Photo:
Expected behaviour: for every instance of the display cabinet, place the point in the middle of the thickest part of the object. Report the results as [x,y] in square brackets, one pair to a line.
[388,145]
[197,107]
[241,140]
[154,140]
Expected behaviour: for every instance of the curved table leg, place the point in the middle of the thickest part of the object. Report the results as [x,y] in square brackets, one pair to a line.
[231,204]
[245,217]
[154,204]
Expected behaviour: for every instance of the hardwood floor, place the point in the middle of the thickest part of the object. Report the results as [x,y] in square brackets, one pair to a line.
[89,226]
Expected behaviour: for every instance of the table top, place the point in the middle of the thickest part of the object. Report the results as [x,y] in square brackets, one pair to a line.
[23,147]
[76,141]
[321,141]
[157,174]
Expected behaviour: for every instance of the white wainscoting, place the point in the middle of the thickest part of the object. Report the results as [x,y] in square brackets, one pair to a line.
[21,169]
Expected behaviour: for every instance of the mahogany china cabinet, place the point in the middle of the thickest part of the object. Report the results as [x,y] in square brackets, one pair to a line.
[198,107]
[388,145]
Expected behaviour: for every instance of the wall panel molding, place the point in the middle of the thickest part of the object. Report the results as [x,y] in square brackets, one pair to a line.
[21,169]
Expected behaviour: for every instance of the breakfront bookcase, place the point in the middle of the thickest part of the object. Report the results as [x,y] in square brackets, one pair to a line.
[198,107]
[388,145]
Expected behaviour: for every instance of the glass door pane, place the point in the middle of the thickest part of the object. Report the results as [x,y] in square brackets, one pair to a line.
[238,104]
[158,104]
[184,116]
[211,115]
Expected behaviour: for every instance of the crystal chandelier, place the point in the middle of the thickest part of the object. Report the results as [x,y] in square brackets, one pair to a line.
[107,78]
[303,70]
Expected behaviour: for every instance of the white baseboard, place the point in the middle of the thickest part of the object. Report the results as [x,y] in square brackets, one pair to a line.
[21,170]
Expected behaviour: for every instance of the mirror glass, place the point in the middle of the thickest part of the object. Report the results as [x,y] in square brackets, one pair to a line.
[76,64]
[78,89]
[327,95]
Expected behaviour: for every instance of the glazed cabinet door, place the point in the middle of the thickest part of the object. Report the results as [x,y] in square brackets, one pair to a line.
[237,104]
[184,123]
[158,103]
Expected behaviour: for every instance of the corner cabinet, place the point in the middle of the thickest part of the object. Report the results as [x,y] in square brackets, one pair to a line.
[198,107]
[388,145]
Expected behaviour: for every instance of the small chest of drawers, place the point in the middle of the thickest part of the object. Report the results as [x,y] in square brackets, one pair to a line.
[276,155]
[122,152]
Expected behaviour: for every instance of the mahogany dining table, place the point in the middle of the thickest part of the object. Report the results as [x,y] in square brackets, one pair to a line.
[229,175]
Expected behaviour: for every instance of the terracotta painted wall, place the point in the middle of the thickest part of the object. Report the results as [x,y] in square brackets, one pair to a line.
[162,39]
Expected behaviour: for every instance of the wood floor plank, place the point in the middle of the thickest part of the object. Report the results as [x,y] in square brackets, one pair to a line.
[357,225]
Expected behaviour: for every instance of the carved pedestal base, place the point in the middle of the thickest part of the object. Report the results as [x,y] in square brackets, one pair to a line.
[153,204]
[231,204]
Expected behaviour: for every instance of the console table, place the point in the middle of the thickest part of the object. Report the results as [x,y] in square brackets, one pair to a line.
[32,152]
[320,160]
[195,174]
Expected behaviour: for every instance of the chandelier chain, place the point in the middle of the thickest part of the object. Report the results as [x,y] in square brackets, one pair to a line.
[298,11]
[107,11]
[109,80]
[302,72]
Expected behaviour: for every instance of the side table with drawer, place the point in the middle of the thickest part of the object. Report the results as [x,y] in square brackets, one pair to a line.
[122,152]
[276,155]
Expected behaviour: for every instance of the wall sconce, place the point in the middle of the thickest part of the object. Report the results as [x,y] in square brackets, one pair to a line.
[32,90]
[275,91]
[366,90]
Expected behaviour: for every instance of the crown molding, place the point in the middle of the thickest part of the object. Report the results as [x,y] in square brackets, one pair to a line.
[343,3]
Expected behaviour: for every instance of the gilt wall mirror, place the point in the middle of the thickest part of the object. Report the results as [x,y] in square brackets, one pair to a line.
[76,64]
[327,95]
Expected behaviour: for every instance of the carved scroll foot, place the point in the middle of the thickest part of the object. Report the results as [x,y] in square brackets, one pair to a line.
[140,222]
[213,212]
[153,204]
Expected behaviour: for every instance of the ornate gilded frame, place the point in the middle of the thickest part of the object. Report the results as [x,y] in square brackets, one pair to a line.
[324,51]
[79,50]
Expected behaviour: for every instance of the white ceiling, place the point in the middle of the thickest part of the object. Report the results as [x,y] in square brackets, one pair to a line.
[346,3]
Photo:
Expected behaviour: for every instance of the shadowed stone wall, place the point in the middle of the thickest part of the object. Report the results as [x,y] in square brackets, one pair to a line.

-------

→ **What the task requires**:
Output all of the data above without any alteration.

→ **Complete output**:
Photo:
Expected behaviour: for every instance of the display cabinet, place the point in the middle of the thickest part of the object. Report the results as [x,y] in square brackets, one pair to a line.
[388,145]
[197,107]
[241,140]
[154,140]
Expected behaviour: for every instance of the curved table leg, place the point in the middle of the thickest part of the object. Report the results as [x,y] in square brackets, one pair to a line.
[231,204]
[245,217]
[154,204]
Expected behaviour: for every instance of the hardwood floor, place the point in the middle of the thickest part of the object. Report the results as [x,y] in square brackets, one pair to a line.
[89,226]
Expected behaviour: for every instance of the table top, place the point in the middle of the thickest part of the object. Report the results as [x,y] in square brackets, one pair to a line.
[23,147]
[76,141]
[321,141]
[157,174]
Expected behaviour: for every instance of the white wainscoting, place the point in the middle of the thickest part of the object. Report the results as [x,y] in square brackets, one pair to a line.
[21,169]
Expected behaviour: for every instance of the mahogany china cabinet, place the point in the middle of the thickest part of the object. Report the results as [x,y] in square brackets, one pair to a line.
[198,107]
[388,145]
Expected behaviour: for every instance of the wall panel molding, place the point in the middle of the thickest part of the object. Report the results as [x,y] in square brackets, one pair to a line.
[21,169]
Expected behaviour: for every instance of the breakfront bookcase, place the point in the middle of the thickest part of the object. Report the results as [x,y] in square brackets, one pair to a line.
[198,107]
[388,145]
Expected behaviour: for every instance of the glass door pane, place the point in the middle of the thickest part of the object. Report the results as [x,y] in square brackets, one pair to a line.
[238,104]
[158,104]
[184,116]
[211,115]
Expected behaviour: for every instance of the crystal chandelier, place the point in the middle of the thickest part of the object. Report the results as [x,y] in square brackets, one pair to a line.
[107,78]
[303,70]
Expected behaviour: for every instance of the white baseboard, place the point in the middle of the thickest part of the object. Report the results as [x,y] in square brackets, one pair to a line.
[21,170]
Expected behaviour: for every instance of the mirror glass, place the point in the middle of the thickest part of the object. Report the results as [x,y] in square brackets, one pair to a line.
[76,64]
[78,89]
[327,95]
Expected behaviour: for every instance of the glazed cabinet door, place the point in the middle of the thickest part of the object. Report the results as [x,y] in square brackets, one pair to a line.
[237,104]
[184,123]
[158,103]
Expected behaviour: for every instance of the corner cabinet, place the point in the middle of the thickest part of the object. Report the results as [x,y] in square brackets, one pair to a line.
[198,107]
[388,145]
Expected behaviour: for every instance of the small chest of drawers, place the point in the middle of the thickest part of the object. Report the results as [x,y] in square brackets, one pair to a line.
[276,155]
[122,152]
Expected behaviour: for every instance of the mahogany dining table, place the point in the middle of the thickest part of the object. Report the results as [x,y] in square brackets, one pair to a line.
[229,175]
Expected behaviour: for every instance of the terracotta painted wall, place the point in the middle of the thickest part of the object. Report the results as [x,y] in square brackets, one pair to a line.
[162,39]
Expected behaviour: for every instance of the wood floor plank, place the point in the middle of the thickest part of the object. Report the results as [x,y] in square brackets, one pair to a line.
[357,225]
Expected behaviour: for every instance of the carved pedestal base, place the point in the middle of the thickest part of the object. Report the results as [x,y] in square brackets, one pair to a line.
[153,204]
[231,204]
Expected behaviour: for every instance of the console table, place the point in the middle of the thickest part of the object. Report the results as [x,y] in square brackets, one pair to a line.
[32,152]
[320,160]
[195,174]
Expected behaviour: for every instance of the chandelier chain, place the point in the middle of the thickest part of the object. Report the results as [x,y] in square brackets, one pair to a line.
[298,11]
[107,11]
[109,80]
[302,72]
Expected behaviour: for every instance of the side table with drawer, place the point in the middle of the thickest part of the object. Report the results as [x,y] in square brackets, one pair to a line.
[122,152]
[276,155]
Expected behaviour: for every instance of the wall sconce, place the point in the middle of the thickest part of the object. Report the results as [x,y] in square brackets, one pair to a line.
[32,90]
[275,91]
[366,90]
Expected behaviour: for every instance of the crown molding, place the point in the middle of the thickest part of the object. Report the results as [x,y] in square brackets, one pair to a line.
[343,3]
Expected behaviour: for every instance of the gilt wall mirror, place the point in the middle of the thickest part of the object. Report the results as [x,y] in square brackets, one pair to a line.
[76,64]
[327,95]
Expected behaviour: for every instance of the carved scroll foot, place the point in the middle of the thickest part of the object. Report the results as [x,y] in square brackets, one pair to a line.
[140,222]
[213,212]
[153,204]
Expected behaviour: for every instance of the ornate gilded frame, place the point in the middle of the thickest part of the object. Report the results as [x,y] in square brackets, one pair to a line.
[324,51]
[79,50]
Expected behaviour: for every instance of the white ceiling, place the point in the middle of the thickest part of the object. Report the results as [x,y] in square brackets, one pair to a line.
[346,3]
Photo:
Expected behaviour: for every instance of the shadowed stone wall, place the point in the middle of the thickest part of the object. Report the results as [x,y] in square brackets, one pair to a line.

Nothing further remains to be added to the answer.